WHAT THE TASK REQUIRES ->
Write each line out again exactly as written.

(Dataset records)
---*---

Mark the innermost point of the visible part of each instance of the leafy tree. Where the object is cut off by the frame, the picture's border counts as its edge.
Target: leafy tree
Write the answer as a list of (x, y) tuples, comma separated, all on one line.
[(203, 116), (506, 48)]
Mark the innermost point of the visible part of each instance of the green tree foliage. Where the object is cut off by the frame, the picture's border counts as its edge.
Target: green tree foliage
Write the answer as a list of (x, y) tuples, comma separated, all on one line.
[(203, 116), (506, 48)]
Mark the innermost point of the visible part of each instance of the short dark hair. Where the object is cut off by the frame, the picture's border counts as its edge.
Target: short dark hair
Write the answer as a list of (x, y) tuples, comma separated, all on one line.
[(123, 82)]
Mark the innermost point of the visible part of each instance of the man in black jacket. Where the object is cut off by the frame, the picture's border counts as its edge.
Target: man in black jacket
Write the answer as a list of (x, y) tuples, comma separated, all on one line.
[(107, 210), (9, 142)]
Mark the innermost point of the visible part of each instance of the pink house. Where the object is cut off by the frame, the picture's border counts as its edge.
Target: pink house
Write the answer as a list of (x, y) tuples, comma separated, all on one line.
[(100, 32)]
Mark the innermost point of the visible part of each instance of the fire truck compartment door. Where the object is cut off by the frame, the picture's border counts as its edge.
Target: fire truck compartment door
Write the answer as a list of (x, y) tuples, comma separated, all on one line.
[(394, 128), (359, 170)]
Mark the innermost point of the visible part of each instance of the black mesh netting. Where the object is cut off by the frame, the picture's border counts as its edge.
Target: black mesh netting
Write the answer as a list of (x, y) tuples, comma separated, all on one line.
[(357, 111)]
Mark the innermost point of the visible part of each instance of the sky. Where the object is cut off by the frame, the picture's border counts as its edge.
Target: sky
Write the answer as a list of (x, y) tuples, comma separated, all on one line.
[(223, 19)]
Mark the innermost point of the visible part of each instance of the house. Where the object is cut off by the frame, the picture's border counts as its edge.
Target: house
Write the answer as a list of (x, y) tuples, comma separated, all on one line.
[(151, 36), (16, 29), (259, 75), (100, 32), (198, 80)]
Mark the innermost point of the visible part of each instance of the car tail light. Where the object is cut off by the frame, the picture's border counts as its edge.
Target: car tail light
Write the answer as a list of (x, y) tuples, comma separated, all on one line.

---*---

OUTPUT OF THE EXERCISE ->
Mark the innermost point of the visible part of each instance of the leafy tree. Where the object is cut off by the frame, the picture's border counts as its edge.
Target: leafy tree
Write the answer as a list of (x, y) tuples, comma separated, all on one line.
[(203, 116), (506, 48)]
Mark the innermost point of the visible part of each instance of the green tree foliage. Where the object is cut off by the frame, the picture's border counts as its edge.
Target: green tree foliage
Write the answer as a list of (x, y) tuples, comma separated, all on one line.
[(203, 116), (506, 48)]
Mark the innermost point of the visible part of each instance of the short dark hair. Where the object is cut off by the frame, the picture's border counts as its edge.
Target: short dark hair
Write the answer as a list of (x, y) tuples, comma separated, all on one line.
[(123, 82)]
Mark the innermost point of the visible part of each instance of the man in black jacket. Where the object is cut off by the frame, the picture's border counts as its edge.
Target: man in black jacket
Write the answer as a list of (x, y) tuples, comma separated, all on one line.
[(107, 210), (9, 142)]
Mark the innermost point of the visible part of each instance of the pink house. Where the object is cut off by the frame, the picture's border counts as its edge.
Target: pink house
Write the answer as a list of (x, y) tuples, comma separated, all on one line.
[(100, 32)]
Mark the innermost point of the visible part of each instance of the fire truck compartment door. Where the object is cut off by the frame, the picture's border counts as its edge.
Target: fire truck compartment door
Write the answer as a list of (x, y) tuples, comma separated, all on one line.
[(394, 128), (359, 170)]
Mark the innermost point of the visible part of each instance of the black mesh netting. Where the object is cut off by the frame, the picture's border counts as its edge.
Target: black mesh netting
Write the answer as a list of (x, y) tuples, comma separated, all on one line.
[(357, 111)]
Mark the innermost point of the visible part of each instance of the sky. Where the object is cut off by the frame, the picture's border counts as its edge.
Target: sky
Write the answer as a list of (x, y) tuples, comma separated, all on one line.
[(223, 19)]
Mark the innermost point of the visible part of each instance of the house. Where the object is cut off by the frame, the picture's border counts as its edge.
Target: house
Write the answer as a list of (x, y) tuples, comma separated, all on one line.
[(151, 36), (16, 29), (259, 75), (100, 32), (198, 80)]
Mark the innermost point of the visible part of each instance of the car tail light. Where the object is cut off by the frame, the picture's border counts as its edge.
Target: car tail light
Write the answer as a list of (x, y) tuples, comma separated, all on one line.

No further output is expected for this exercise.